### Extrait du texte
· · · ·

« Comment ne pas être déprimé par le traitement qui nous est réservé ? Nous sommes rongés par cette vision profondément négative qui règne autour de notre industrie en France. Quoi que l’on fasse, quoi que l’on dise, ce sera toujours mal. Les 100 000 employés de notre secteur souffrent, cela s’en ressent jusque dans leurs relations sociales. Alors, écoutez-nous un peu ».
Patrick Errard ne mâche pas ses mots. Le président du Leem, syndicat des industriels du médicament, présentait ce lundi une campagne à destination du grand public. Quinze ans que le secteur ne s’était pas exprimé auprès de Monsieur Tout-le-Monde. Autant d’années passées à mesurer le sentiment de défiance qui s’est installé dans la population envers les entreprises du médicament.
Des intentions louables
Sondage BVA à l’appui, le Leem a voulu combler une demande : neuf Français sur dix attendent des laboratoires pharmaceutiques « plus de communication sur leurs recherches et découvertes ». La campagne s’inspire de ce constat. Elle s’affichera dans le métro, à la télévision, dans la presse écrite. « La maladie ne dort jamais, nous non plus », scande le slogan, flanqué d’un hashtag #SansRépit.
« Les femmes et les hommes qui travaillent dans la santé sont mus par une philosophie, une volonté d’être utiles », a insisté Patrick Errard, en se rappelant à son souvenir la sortie de ces traitements qui ont bouleversé la médecine et la survie des patients – le taxotère, l’imatinib, le nivolumab, la cyclosporine...

· · · ·

### Extraits de données

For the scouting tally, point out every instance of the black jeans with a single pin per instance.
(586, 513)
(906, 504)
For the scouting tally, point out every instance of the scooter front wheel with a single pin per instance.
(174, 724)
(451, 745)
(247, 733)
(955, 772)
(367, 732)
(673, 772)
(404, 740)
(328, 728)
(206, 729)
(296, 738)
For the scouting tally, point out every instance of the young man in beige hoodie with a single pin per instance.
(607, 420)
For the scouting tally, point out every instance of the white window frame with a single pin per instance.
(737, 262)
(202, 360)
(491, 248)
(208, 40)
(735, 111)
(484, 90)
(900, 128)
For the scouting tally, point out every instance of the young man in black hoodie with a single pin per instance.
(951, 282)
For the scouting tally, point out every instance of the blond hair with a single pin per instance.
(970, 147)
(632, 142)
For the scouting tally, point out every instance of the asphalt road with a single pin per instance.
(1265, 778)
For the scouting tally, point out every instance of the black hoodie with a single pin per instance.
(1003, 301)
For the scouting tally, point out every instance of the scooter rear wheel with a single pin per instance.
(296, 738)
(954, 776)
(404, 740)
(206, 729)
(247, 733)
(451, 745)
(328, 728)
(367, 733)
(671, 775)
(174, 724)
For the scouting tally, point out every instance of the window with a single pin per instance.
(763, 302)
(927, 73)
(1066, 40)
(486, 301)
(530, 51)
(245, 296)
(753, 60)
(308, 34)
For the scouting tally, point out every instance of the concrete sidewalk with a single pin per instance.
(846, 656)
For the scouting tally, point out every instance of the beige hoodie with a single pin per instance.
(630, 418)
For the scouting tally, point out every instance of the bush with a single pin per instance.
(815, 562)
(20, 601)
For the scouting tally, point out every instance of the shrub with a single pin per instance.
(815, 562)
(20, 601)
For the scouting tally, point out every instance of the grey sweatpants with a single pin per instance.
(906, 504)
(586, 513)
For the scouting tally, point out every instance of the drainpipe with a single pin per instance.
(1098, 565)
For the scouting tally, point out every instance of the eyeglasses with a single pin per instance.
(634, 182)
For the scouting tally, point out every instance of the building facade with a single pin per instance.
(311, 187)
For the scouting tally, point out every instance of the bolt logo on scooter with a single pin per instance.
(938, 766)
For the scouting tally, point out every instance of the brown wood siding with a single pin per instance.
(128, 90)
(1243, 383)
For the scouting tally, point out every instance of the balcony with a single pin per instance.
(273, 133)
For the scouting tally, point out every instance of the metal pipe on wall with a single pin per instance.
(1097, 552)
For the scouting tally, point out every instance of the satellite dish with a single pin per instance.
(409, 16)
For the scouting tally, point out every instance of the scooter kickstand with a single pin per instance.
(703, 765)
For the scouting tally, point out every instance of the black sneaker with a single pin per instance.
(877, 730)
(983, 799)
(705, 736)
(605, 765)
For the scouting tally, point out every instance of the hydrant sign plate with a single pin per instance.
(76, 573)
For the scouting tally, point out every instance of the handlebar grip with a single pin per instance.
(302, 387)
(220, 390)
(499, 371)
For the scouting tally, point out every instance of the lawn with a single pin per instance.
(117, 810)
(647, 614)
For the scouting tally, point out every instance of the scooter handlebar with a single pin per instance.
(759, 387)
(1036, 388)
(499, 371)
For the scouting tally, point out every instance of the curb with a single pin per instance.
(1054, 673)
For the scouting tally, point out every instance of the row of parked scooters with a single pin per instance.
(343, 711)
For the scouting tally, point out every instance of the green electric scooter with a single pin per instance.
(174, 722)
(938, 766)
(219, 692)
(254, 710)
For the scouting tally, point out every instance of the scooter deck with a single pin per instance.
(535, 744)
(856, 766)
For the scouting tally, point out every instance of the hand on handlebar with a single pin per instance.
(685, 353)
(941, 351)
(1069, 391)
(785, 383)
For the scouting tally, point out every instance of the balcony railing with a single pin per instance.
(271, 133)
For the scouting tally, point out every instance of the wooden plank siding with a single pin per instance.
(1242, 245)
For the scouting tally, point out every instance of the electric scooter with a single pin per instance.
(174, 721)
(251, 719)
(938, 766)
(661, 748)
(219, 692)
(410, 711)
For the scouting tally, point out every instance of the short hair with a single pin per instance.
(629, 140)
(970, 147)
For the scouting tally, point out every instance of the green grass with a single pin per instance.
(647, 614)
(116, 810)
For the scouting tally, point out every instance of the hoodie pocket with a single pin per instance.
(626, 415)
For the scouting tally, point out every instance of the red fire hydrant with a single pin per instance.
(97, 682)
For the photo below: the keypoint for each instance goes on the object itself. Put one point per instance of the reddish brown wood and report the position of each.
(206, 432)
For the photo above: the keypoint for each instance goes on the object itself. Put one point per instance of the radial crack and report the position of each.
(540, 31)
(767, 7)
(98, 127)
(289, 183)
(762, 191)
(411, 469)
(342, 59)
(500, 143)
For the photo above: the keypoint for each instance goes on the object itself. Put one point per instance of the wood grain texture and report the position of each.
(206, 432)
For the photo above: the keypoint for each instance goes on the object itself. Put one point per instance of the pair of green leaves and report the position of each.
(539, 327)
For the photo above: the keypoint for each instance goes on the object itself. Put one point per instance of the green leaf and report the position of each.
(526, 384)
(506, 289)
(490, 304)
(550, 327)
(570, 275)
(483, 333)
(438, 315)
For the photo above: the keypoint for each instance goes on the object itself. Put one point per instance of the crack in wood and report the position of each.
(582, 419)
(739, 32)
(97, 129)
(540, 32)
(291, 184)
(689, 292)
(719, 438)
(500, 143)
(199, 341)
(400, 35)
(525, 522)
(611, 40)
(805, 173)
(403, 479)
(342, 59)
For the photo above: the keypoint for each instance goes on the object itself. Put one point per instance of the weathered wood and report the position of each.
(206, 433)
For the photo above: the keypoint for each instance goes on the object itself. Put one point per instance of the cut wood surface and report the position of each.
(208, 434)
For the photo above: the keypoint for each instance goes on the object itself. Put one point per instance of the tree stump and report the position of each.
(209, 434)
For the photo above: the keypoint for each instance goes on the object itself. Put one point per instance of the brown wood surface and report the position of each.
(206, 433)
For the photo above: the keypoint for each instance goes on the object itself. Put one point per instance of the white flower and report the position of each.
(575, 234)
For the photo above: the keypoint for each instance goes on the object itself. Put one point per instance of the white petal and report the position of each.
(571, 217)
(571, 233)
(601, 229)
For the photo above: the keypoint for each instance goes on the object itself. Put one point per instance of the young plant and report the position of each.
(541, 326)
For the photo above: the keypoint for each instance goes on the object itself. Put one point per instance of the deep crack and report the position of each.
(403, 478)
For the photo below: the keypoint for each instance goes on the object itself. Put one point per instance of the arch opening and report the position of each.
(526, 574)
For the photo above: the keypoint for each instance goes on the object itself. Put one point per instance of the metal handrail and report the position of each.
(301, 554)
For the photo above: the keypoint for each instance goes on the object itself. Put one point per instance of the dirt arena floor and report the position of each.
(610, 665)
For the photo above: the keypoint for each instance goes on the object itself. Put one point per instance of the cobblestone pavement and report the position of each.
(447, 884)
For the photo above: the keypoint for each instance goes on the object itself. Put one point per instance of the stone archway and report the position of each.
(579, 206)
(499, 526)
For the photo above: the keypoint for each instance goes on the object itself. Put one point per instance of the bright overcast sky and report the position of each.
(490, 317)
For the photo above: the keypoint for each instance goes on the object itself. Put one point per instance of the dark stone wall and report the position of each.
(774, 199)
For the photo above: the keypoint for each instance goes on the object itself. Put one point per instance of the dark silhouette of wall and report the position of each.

· · · ·

### Consigne 1
Reprenez le passage du texte sur la campagne du Leem qui commence par « Des intentions louables » et se termine après « nivolumab, la cyclosporine... », en substituant « tramway » à « métro ».
### Consigne 2
Répondez aux questions suivantes d'après le texte sur la campagne du Leem :
(a) Combien d'employés compte le secteur ?
(b) Depuis combien d'années le secteur ne s'était-il pas adressé au grand public ?
(c) Quel est le slogan de la campagne ?

### Réponse 1
Des intentions louables
Sondage BVA à l’appui, le Leem a voulu combler une demande : neuf Français sur dix attendent des laboratoires pharmaceutiques « plus de communication sur leurs recherches et découvertes ». La campagne s’inspire de ce constat. Elle s’affichera dans le tramway, à la télévision, dans la presse écrite. « La maladie ne dort jamais, nous non plus », scande le slogan, flanqué d’un hashtag #SansRépit.
« Les femmes et les hommes qui travaillent dans la santé sont mus par une philosophie, une volonté d’être utiles », a insisté Patrick Errard, en se rappelant à son souvenir la sortie de ces traitements qui ont bouleversé la médecine et la survie des patients – le taxotère, l’imatinib, le nivolumab, la cyclosporine...

### Réponse 2
(a) 100 000 employés.
(b) Quinze ans.
(c) « La maladie ne dort jamais, nous non plus ».